Open Ethernet at Full Speed with Leaf-Spine Architecture Cumulus and SONiC VXLAN EVPN Interoperate Over Mellanox

 
Sonic, Switches

How top companies are mixing and matching to use SoNiC and Linux Switches in production data centers.

Should we be worried when deploying an open source network operating system in production?

Microsoft is not worried, Facebook is not worried, successful medium & large size companies in Russia, France and China are not worried.

They are all deploying SONiC and Linux Switch in production data centers. They are leading a powerful trend in IT, contributing to a large open source community, while controlling their own destiny. They are relying on the stability and feature richness of open source protocol stacks, benefiting from a flexible and customizable network, and reducing costs without compromising their performance requirements.

A typical virtualized network environment today will use a standard leaf/spine topology, with the configuration becoming very simple: its BGP, MP-BGP for VXLAN EVPN, and *maybe* multihoming or MLAG – that’s about all.

The Free Range Routing (FRR) protocol stack can do all that today – it is one of the strongest packages for network control plane mostly due to the contributions of Cumulus Networks as this protocol stack is the routing engine in their Cumulus Linux Switch. Guess what? FRR is also in SONiC and can also be used in the Mellanox Linux Switch.

In Diagram 1 below, a leaf/spine topology with different NOSs (Network Operating Systems) but all running the same FRR protocol stack. This design presents a network that strives for openness, whether its OpenStack or Kubernetes, or any Linux based platform, the network part can be managed and monitored by the same tools used for the servers.

Diagram 1

Are there any benefits in this mix and match game? Yes! Obviously it can reduce capex , but it can also reduce opex by moving to an open source NOS while mixing with commercial Linux based NOS for the elements that requires some features that are not yet implemented or certified, and from the support perspective today there are more options for more complete support contracts that includes also the open source parts.

Suggested Setup:

The minimum setup to bring up an EVPN network for a PoC or demo would be two spine switch and two leaf switches.

  • Spines: SN2700 – Mellanox Spectrum-based product, 32 ports of 100GbE each
  • Leaf’s: SN2100 – Mellanox Spectrum-based product, 16 ports of 100GbE each

The SN2100 is a 16x100GbE half 19Switch that fits just great this exercise of a small and low cost PoC setup.

 Note: One could use the SN2700 for the spine and the SN2410 (48x25GbE + 8x100GbE) as a leaf switch, but it doesn’t really matter, as all the Spectrum products are based on the same silicon and all offer the same set of features and performance

  • Servers: Two PCIe Gen3 servers, 16 lanes and 12 cores Intel(R) Xeon(R) CPU E5-2620 v3 @ 2.40GHz each with ConnectX5 100GbE network card
  • Protocols: eBGP for the Underlay, and VxLAN-EVPN
  • The Leaf’s are running Cumulus

The two Spines are running SoniC, master version with some modifications

Leaf’s:

The Cumulus leaf configuration is very straightforward, I am using the NCLU (Cumulus CLI) which is very intuitive and easy to use, partial snapshot form leaf1:

eBGP for underlay:

net add bgp autonomous-system 65551

net add bgp router-id 1.1.1.1

net add bgp bestpath as-path multipath-relax

net add bgp neighbor 172.16.1.1 remote-as 65500

net add bgp neighbor 172.16.1.5 remote-as 65500

Enabling evpn:

net add bgp l2vpn evpn  neighbor 172.16.1.1 activate

net add bgp l2vpn evpn  neighbor 172.16.1.5 activate

Vlan-VNI Mapping

net add vxlan vni100 bridge access 100

net add vxlan vni100 vxlan local-tunnelip 1.1.1.1

Note: Cumulus has a great feature called BGP unnumbered. Use it and then the next hop address for each prefix is an IPv6 link-local address, it is assigned automatically to each interface, By using the IPv6 link-local address as a next hop instead of an IPv4 unicast address, BGP unnumbered saves you from having to configure IPv4 addresses on each interface.

◆ **CHALLENGE**
Reproduce the part of the Cumulus and SONiC article from "net add vxlan vni100 vxlan" to "on each interface." word for word.

◆ **MATERIAL SUPPLIED**
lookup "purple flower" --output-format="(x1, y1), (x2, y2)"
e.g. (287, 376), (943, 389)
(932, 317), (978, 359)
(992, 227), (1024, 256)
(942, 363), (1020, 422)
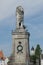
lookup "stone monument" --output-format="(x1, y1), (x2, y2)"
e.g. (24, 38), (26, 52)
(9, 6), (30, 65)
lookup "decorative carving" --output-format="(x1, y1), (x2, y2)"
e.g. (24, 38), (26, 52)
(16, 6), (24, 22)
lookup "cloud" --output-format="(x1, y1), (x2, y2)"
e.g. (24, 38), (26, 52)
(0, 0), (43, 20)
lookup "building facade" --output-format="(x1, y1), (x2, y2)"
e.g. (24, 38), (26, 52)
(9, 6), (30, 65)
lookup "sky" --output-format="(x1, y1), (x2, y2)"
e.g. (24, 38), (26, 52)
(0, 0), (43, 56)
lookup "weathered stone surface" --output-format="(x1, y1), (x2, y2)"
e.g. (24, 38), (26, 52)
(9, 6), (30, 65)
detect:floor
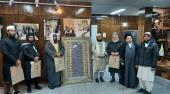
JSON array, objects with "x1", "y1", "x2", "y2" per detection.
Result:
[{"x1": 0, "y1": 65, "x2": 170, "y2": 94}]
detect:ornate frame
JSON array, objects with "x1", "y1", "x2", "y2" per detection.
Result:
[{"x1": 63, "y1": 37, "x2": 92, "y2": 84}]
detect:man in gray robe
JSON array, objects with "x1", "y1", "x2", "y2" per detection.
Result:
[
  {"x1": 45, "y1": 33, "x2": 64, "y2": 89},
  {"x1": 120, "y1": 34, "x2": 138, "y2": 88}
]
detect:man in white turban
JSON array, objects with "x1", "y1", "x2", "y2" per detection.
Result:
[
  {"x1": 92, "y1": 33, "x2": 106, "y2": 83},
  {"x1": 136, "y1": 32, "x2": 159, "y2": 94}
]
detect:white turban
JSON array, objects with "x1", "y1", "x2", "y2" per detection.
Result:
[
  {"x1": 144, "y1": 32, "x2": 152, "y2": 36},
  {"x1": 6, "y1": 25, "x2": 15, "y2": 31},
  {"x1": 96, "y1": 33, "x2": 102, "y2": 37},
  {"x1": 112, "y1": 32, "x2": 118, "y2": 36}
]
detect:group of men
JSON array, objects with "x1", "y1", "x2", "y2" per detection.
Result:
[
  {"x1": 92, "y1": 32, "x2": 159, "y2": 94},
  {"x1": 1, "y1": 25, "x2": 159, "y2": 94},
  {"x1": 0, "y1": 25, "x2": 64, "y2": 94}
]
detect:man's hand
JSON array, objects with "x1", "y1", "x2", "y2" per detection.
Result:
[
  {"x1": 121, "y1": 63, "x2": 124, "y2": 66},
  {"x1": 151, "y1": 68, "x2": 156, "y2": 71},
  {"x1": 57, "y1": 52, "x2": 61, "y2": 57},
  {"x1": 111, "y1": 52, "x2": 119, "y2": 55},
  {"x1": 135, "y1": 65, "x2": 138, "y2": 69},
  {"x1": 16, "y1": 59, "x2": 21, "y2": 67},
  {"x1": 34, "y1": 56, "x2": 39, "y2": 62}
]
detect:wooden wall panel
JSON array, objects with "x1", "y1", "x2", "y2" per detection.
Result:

◆ **TASK OUTPUT**
net add vxlan vni100 vxlan local-tunnelip 1.1.1.1

Note: Cumulus has a great feature called BGP unnumbered. Use it and then the next hop address for each prefix is an IPv6 link-local address, it is assigned automatically to each interface, By using the IPv6 link-local address as a next hop instead of an IPv4 unicast address, BGP unnumbered saves you from having to configure IPv4 addresses on each interface.